Перепишите все приведённые ниже записи, заменив «In this exercise» на «In this task». Остальное оставьте без изменений.

═══ Исходные данные

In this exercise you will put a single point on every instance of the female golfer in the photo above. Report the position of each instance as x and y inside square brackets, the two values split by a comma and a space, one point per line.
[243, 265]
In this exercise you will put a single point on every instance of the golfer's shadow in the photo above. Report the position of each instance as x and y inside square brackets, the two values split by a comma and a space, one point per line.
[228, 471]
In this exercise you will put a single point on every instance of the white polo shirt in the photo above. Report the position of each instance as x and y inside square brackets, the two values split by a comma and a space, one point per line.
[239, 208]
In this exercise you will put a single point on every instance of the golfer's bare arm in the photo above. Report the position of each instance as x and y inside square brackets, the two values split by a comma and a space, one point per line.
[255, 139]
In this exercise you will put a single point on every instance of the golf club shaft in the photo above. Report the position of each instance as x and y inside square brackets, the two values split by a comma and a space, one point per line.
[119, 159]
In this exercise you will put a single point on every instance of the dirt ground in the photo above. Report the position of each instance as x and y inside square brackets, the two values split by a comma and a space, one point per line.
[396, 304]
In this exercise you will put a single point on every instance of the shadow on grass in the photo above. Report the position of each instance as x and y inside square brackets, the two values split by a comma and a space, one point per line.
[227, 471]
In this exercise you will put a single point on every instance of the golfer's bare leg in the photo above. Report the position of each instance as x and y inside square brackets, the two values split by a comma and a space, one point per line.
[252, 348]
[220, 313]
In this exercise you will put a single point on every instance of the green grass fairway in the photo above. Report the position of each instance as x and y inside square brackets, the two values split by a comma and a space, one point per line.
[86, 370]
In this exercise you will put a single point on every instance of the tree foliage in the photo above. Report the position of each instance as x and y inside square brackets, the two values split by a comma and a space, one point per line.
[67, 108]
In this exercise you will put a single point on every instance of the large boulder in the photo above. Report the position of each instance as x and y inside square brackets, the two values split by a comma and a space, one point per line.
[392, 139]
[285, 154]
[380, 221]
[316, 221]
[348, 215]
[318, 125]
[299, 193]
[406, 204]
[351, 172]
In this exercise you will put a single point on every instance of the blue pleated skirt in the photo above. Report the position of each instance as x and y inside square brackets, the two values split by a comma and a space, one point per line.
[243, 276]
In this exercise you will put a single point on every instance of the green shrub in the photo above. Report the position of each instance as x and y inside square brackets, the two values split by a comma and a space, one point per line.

══════

▶ _Выполненное задание_
In this task you will put a single point on every instance of the female golfer in the photo above. Report the position of each instance as x and y inside square brackets, the two values split by a comma and a space, one point per line.
[243, 265]
In this task you will put a single point on every instance of the golfer's shadow in the photo above. Report the position of each instance as x and y inside square brackets, the two values split by a comma and a space, one point per line.
[228, 471]
In this task you will put a single point on every instance of the white polo shirt in the photo above. Report the position of each instance as x and y inside square brackets, the two values split by a comma and a space, one point per line.
[239, 208]
In this task you will put a single point on every instance of the golfer's bare arm in the photo above. Report the position of each instance as x and y inside square brackets, the two values split by a comma and a space, one point per line.
[255, 139]
In this task you will put a single point on every instance of the golf club shaft in the photo above. Report the position of each instance as x and y inside square brackets, the two values split by a comma and a space, one point per line.
[119, 159]
In this task you will put a single point on every instance of the dirt ground in the photo above. Report the position of each instance as x and y inside square brackets, the two values split by a comma and a space, one point per line.
[396, 304]
In this task you will put a single point on every instance of the shadow on grass in the photo above. Report the position of each instance as x and y inside square brackets, the two values split by a comma and a space, one point per line.
[227, 471]
In this task you will put a single point on every instance of the golfer's bare leg in the photo above. Report the position of each instance as x and y inside square brackets, the two values split by a comma and a space, one point per line.
[252, 348]
[220, 313]
In this task you will put a single point on every instance of the green grass fairway in the photo above. Report the position of each instance as x and y inside square brackets, the two values split by a comma and a space, one point per line.
[86, 370]
In this task you will put a single point on every instance of the tree foliage in the photo above. Report the position of each instance as x and y inside square brackets, the two values split by a comma and a space, one point per line.
[67, 108]
In this task you will put a single point on every instance of the large boulder in the photo above. Report the position of each instance as x and y inside square brackets, the two values split by a comma and a space, one point per line.
[392, 139]
[285, 154]
[380, 221]
[316, 221]
[348, 215]
[318, 125]
[299, 193]
[406, 204]
[351, 172]
In this task you will put a single point on every instance of the blue pleated skirt in the photo above. Report the position of each instance as x and y inside square brackets, the two values split by a comma and a space, one point per line.
[243, 276]
In this task you will put a single point on every instance of the green shrub in the photo above. Report the position of each instance as x and y inside square brackets, the two values split by a comma and a space, one point per line.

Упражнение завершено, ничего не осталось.